--- Provided text ---
════

Why You Shouldn't Tolerate Negging In A Relationship

We've seen in it movies (and probably also in real life). When someone you like is being rude to you, you're told by your friends that they are supposedly interested in you. As twisted as that logic sounds, over time, this idea of back-handed compliments or rude sarcastic comments veiled as flirtation has sort of been normalized in dating culture. In fact, it's not uncommon for friends or work colleagues to treat one another the same way. 

Psychologists and relationship experts have a term for this — they call it "negging." Negging is when someone you're getting to know romantically or even a friend or colleague offers backhanded compliments to you while flirting or says undermining or dismissive things to you as a form of alleged constructive criticism. As sex therapist Jesse Khan explained to Women's Health, "The idea is that by insulting the person you're 'flirting' with you'll make them desperate to change your opinion of them and win your approval." 

When you're getting to know someone for the first time, it's not always easy to notice the signs of negging, especially if low-self worth brought on by such comments have you questioning yourself. But negging is actually a form of emotional manipulation and it should not be tolerated. In long-term unions, it might even be an early sign of abuse in the relationship. Here's what negging can do in the long run. 

Negging normalizes disrespect

Dating coach Sabrina Zohar discussed negging in a TikTok and said that it is actually a sign of disrespect. Speaking with The Independent, Zohar explained, "It's passive aggressive and not exemplifying clear and direct communication, plus it normalizes disrespect and allows someone to show that in a way that's not as outward. It is incredibly toxic behavior."

Many of us deal with low self-esteem at different points in our lives, and if being around a particular person is making you constantly question your worth or accomplishments or you find yourself wanting to win their approval all the time, you may want to take a step back and analyze that relationship. Is the person using negging as a form of manipulation? Do they seem to be offering you compliments but are they always sandwiched between insults?

════

--- Task directions ---
Write the next part of the article on negging, starting right after its last sentence. The entries that come next have no connection to the article on negging.

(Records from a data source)

════

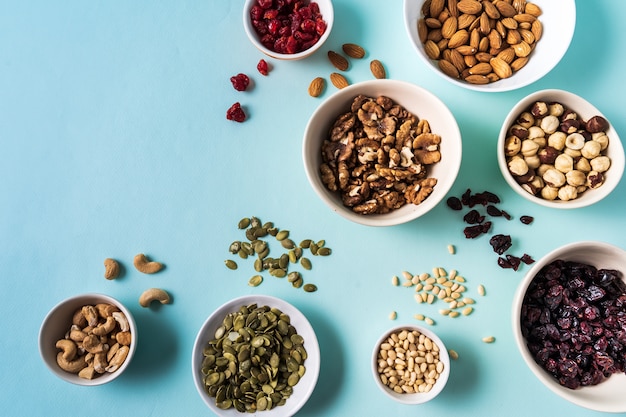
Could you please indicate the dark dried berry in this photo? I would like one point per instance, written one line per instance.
(473, 217)
(500, 243)
(236, 113)
(454, 203)
(240, 81)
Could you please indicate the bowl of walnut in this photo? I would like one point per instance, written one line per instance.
(382, 152)
(88, 339)
(568, 321)
(490, 45)
(558, 150)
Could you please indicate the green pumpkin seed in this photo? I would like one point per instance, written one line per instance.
(255, 281)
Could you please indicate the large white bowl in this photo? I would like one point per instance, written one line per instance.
(607, 396)
(328, 14)
(418, 397)
(416, 100)
(301, 391)
(57, 323)
(585, 111)
(558, 19)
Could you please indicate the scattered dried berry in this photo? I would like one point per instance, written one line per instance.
(236, 113)
(240, 81)
(574, 322)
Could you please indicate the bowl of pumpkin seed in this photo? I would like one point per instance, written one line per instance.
(255, 353)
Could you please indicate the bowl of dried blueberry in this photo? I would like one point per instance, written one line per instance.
(288, 30)
(569, 322)
(558, 150)
(382, 152)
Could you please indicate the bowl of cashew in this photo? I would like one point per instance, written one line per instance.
(88, 339)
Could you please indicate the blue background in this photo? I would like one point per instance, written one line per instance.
(113, 141)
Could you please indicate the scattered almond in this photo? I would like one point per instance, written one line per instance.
(338, 80)
(317, 87)
(338, 60)
(377, 69)
(353, 50)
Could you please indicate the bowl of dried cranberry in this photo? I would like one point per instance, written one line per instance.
(569, 323)
(558, 150)
(288, 29)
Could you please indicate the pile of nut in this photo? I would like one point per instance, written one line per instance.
(377, 154)
(479, 42)
(97, 342)
(408, 362)
(556, 155)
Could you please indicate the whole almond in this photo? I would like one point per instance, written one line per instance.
(338, 80)
(338, 60)
(353, 50)
(470, 6)
(501, 68)
(378, 70)
(316, 87)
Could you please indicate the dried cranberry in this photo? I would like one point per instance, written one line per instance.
(236, 113)
(262, 67)
(454, 203)
(240, 81)
(526, 219)
(500, 243)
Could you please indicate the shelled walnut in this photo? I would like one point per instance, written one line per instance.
(376, 156)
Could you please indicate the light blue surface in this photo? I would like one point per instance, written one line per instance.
(113, 141)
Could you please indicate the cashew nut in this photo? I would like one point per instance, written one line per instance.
(154, 294)
(146, 266)
(111, 268)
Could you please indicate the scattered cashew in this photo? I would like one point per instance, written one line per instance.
(111, 268)
(146, 266)
(154, 294)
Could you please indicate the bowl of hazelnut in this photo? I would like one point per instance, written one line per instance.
(88, 339)
(490, 45)
(382, 152)
(558, 150)
(568, 322)
(288, 30)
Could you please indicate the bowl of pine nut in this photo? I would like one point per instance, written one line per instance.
(410, 364)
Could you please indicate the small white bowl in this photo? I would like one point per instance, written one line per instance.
(301, 391)
(327, 12)
(608, 395)
(585, 111)
(559, 21)
(419, 397)
(416, 100)
(57, 323)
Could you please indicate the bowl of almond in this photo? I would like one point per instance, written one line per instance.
(491, 45)
(382, 152)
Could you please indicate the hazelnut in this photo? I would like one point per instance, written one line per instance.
(597, 124)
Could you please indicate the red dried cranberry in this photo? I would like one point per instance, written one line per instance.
(262, 67)
(236, 113)
(240, 81)
(500, 243)
(454, 203)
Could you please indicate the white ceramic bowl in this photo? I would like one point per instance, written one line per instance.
(419, 397)
(585, 110)
(608, 395)
(57, 323)
(301, 391)
(327, 11)
(558, 19)
(416, 100)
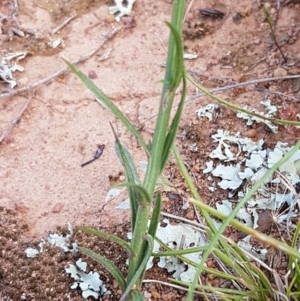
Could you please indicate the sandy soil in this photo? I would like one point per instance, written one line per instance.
(41, 177)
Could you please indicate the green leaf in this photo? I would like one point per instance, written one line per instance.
(173, 129)
(155, 216)
(135, 296)
(177, 72)
(126, 159)
(109, 265)
(111, 237)
(140, 271)
(109, 104)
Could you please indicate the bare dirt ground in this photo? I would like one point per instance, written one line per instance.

════

--- Result of the exercise ---
More often than not, the person who engages in negging could be suffering from low self-esteem themselves, according to Zohar and they're using those backhanded compliments or dismissive comments as a way to make themselves feel better. Or they could be employing the tactic in the dating world simply because someone else told them it works as a pickup line. In some cases, negging can be used as a flirtation tool to stand out from the crowd or show confidence. Whatever the reason, negging isn't something you should tolerate. This is how you can spot and put a stop to negging in your relationship. 

Spotting the signs might take some effort on your part

If you are in a long-term relationship where negging is involved, noticing the signs might take some intentional effort on your part. Even if you've just started dating someone, the person negging you could make you believe that there's nothing sinister about their comments. In fact, they can turn around and make you feel like you're imagining things or being dramatic. Clinical trauma professional Silvi Saxena told Women's Health, "Those who neg are likely very good at acting as though they were trying to be kind if you call them out on being hurtful." 

Despite this, however, it's important to speak up and set some boundaries. A good barometer for you would be to assess how you feel around the person. Does talking to them leave you feeling worthless, hurt, angry, or confused? Possible comments to watch out for include, "I didn't know a short girl like you could pull off a dress like that," or "I don't know how I'd feel if my success came from pure luck like it did for you." Noticing the signs in the first step.

If the person is someone you can cut out of your life (an acquaintance or someone you just started talking to on a dating app), consider doing that. If not, confront them about their hurtful behavior and tell them you'd like them to change how they treat you. You don't have to tolerate being in an emotionally abusive relationship.